» **WHAT TO PRODUCE**
Can you find each line in the entries below that contains the word "thin" and copy all of those lines?

» **SUPPLIED DATA**
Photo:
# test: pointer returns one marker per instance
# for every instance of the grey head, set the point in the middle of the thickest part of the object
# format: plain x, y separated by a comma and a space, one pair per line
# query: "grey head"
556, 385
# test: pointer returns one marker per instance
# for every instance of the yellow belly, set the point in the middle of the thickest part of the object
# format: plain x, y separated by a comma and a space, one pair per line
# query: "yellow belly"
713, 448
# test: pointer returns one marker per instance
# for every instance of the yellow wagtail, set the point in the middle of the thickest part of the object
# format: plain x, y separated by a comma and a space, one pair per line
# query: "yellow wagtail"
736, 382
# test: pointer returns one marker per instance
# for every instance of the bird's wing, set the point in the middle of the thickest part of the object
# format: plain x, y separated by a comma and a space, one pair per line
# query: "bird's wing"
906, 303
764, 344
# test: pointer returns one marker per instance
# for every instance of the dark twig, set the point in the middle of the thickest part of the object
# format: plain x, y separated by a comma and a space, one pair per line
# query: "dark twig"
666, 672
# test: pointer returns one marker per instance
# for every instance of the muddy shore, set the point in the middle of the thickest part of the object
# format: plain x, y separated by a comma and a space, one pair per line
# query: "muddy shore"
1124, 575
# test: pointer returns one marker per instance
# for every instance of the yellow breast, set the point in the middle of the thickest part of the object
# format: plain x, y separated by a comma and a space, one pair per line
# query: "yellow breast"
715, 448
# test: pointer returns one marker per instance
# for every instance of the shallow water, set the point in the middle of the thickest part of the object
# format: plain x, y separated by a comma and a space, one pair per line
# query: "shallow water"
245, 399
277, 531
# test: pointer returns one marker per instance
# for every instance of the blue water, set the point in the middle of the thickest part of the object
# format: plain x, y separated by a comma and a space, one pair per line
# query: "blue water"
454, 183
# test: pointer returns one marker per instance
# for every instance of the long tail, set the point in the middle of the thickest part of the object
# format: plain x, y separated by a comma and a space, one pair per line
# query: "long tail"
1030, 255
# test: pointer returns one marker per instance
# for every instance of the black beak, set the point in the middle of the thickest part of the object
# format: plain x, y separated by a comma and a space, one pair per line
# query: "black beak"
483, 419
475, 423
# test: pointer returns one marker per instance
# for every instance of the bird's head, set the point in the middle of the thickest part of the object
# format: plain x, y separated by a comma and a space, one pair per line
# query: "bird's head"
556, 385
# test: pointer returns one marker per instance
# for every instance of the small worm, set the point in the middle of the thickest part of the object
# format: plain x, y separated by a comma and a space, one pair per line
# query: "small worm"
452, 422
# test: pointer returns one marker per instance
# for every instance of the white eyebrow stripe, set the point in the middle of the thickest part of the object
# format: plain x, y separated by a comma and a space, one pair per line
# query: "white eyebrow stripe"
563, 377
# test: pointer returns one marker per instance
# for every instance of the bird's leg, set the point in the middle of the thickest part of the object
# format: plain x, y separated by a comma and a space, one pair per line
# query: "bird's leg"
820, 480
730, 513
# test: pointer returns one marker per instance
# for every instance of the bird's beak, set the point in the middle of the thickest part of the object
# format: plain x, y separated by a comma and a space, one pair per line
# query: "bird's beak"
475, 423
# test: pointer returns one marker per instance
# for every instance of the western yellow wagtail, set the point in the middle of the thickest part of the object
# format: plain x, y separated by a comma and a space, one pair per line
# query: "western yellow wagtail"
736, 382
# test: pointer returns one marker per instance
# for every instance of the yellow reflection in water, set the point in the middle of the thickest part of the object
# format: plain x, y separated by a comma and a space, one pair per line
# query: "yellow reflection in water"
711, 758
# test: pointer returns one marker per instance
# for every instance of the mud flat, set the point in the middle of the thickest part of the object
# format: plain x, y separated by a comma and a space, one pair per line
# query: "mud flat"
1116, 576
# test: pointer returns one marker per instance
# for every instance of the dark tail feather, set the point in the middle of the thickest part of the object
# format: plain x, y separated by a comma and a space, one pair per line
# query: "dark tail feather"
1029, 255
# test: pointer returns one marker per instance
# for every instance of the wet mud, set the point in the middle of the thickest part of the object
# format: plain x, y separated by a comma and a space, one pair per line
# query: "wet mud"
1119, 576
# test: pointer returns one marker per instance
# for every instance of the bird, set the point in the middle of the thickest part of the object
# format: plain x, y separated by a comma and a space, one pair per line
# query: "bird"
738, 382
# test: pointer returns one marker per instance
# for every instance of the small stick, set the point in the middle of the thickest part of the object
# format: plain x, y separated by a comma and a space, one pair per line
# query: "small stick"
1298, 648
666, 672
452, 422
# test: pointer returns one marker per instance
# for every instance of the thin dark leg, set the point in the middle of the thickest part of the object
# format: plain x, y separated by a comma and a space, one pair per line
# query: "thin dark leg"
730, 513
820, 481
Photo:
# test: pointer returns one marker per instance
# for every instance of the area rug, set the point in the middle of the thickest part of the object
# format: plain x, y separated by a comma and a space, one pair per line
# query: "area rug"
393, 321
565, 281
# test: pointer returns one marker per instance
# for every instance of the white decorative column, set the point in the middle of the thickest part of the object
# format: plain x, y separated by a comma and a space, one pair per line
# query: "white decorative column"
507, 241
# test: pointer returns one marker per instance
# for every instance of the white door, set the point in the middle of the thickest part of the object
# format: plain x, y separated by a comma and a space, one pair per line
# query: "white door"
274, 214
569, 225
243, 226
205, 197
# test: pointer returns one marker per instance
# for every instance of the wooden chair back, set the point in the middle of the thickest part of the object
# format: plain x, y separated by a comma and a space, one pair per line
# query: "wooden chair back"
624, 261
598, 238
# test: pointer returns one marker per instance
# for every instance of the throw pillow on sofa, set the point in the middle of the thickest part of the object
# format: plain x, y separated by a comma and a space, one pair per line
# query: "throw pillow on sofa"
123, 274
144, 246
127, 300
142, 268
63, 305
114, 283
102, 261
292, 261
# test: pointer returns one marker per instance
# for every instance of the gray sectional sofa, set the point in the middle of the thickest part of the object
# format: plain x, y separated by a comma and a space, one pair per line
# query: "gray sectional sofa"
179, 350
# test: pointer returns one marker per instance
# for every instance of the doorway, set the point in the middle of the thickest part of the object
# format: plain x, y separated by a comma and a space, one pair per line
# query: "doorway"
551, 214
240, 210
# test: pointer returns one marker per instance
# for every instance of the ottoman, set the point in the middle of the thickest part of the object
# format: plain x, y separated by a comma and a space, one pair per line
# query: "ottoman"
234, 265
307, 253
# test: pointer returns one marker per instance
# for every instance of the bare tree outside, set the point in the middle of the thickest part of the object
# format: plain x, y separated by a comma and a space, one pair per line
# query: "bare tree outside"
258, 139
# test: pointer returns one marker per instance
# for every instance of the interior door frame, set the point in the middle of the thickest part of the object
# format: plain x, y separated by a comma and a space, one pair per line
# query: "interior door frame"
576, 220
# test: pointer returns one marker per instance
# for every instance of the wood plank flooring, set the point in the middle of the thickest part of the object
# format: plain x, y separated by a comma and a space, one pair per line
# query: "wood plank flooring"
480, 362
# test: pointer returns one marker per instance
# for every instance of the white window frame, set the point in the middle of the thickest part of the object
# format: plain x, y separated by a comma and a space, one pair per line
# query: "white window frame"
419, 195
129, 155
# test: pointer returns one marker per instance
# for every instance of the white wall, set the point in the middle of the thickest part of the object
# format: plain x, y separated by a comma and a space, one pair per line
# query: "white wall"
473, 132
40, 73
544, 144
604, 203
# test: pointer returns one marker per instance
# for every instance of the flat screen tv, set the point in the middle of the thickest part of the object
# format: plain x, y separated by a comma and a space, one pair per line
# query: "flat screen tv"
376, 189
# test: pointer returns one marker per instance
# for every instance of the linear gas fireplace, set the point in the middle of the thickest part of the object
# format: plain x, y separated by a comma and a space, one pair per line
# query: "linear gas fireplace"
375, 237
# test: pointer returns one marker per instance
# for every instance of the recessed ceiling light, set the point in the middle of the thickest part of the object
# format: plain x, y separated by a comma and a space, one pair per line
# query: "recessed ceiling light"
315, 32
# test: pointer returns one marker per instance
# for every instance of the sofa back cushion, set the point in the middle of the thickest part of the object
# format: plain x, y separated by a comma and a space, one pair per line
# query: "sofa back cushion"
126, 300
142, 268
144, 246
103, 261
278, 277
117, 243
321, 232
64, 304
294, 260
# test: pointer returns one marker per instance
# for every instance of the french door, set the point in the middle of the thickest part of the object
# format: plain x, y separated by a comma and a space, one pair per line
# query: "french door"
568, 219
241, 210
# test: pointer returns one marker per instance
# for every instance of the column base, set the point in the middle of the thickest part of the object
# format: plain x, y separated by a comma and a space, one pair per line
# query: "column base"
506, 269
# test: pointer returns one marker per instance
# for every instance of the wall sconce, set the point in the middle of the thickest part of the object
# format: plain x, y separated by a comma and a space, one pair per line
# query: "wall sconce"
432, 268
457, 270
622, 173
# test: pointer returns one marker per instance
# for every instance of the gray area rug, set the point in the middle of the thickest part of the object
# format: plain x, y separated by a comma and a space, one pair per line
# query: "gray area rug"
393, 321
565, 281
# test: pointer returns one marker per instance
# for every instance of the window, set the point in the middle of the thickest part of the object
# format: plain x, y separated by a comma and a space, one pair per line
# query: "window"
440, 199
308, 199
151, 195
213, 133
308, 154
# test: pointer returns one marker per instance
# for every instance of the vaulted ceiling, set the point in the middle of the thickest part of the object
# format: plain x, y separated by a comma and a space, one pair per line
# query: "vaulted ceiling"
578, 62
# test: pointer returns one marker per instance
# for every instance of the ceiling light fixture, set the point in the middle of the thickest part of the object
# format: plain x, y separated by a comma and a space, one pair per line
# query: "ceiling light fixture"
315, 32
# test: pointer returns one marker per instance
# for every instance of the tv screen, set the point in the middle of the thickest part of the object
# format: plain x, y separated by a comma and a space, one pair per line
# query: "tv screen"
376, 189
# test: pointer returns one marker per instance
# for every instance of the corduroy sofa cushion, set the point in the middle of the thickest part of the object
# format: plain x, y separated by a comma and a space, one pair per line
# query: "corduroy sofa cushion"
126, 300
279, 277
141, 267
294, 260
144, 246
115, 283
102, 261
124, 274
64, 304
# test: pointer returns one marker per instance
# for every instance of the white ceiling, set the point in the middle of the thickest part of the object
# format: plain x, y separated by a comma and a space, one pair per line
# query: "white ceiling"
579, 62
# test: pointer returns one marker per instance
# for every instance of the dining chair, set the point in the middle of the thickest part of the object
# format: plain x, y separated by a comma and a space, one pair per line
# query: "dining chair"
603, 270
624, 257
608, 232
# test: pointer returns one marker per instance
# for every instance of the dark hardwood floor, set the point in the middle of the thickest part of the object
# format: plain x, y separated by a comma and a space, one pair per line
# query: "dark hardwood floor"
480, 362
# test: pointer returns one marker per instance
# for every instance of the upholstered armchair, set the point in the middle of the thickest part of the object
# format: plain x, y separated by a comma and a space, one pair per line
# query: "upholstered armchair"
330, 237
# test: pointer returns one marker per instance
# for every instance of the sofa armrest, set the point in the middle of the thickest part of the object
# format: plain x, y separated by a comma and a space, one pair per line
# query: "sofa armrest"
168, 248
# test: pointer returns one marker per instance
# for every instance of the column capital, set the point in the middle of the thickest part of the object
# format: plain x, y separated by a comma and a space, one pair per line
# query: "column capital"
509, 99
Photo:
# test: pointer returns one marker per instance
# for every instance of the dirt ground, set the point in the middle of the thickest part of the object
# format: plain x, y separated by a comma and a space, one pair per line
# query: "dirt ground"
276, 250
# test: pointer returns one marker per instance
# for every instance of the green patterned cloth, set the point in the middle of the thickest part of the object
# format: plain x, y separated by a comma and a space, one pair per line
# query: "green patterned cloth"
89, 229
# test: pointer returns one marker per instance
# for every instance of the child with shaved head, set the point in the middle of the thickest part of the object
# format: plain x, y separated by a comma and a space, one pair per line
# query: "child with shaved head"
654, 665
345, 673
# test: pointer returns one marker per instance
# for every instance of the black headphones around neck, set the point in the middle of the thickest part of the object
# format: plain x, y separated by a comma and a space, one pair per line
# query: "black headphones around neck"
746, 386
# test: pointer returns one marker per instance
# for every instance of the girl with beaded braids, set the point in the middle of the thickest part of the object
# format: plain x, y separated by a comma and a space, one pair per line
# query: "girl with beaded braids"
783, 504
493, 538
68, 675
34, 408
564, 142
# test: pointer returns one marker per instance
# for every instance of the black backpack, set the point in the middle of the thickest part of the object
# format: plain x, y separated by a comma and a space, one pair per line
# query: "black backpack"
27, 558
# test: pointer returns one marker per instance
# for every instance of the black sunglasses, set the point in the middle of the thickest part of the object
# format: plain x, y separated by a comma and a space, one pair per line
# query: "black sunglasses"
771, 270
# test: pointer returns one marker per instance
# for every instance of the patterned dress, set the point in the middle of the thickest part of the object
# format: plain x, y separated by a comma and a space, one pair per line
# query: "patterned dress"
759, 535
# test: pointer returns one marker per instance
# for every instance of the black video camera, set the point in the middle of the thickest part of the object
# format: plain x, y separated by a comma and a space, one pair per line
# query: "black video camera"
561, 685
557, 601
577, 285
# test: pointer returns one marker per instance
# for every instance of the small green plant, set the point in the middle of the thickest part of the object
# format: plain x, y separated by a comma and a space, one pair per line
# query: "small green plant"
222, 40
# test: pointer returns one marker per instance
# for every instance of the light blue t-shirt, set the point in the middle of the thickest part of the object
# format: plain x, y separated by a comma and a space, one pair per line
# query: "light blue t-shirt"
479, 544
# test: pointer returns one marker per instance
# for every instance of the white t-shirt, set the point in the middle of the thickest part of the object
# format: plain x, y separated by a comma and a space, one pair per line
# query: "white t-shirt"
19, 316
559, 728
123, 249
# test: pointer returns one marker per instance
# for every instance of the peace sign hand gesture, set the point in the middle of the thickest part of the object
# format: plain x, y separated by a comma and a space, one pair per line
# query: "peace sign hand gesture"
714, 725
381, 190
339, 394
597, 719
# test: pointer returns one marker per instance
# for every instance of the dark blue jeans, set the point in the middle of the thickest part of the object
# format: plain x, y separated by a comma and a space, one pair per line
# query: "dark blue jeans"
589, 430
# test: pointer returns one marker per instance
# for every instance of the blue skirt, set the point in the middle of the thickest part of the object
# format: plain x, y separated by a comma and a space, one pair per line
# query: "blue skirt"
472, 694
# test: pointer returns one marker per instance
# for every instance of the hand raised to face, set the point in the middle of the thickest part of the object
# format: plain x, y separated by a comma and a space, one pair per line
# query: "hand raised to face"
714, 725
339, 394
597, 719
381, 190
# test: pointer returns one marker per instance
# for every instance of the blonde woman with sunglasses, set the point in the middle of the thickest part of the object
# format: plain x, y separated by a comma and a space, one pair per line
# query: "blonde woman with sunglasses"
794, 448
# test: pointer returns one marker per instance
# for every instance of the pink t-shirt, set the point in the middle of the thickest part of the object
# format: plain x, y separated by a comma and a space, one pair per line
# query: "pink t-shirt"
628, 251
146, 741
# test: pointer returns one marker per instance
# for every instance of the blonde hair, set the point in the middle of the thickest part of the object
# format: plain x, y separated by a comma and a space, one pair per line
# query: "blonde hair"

» **FINAL ANSWER**
# for every instance of the thin dark leg, set the point in the middle of the thickest part of the object
# query: "thin dark leg"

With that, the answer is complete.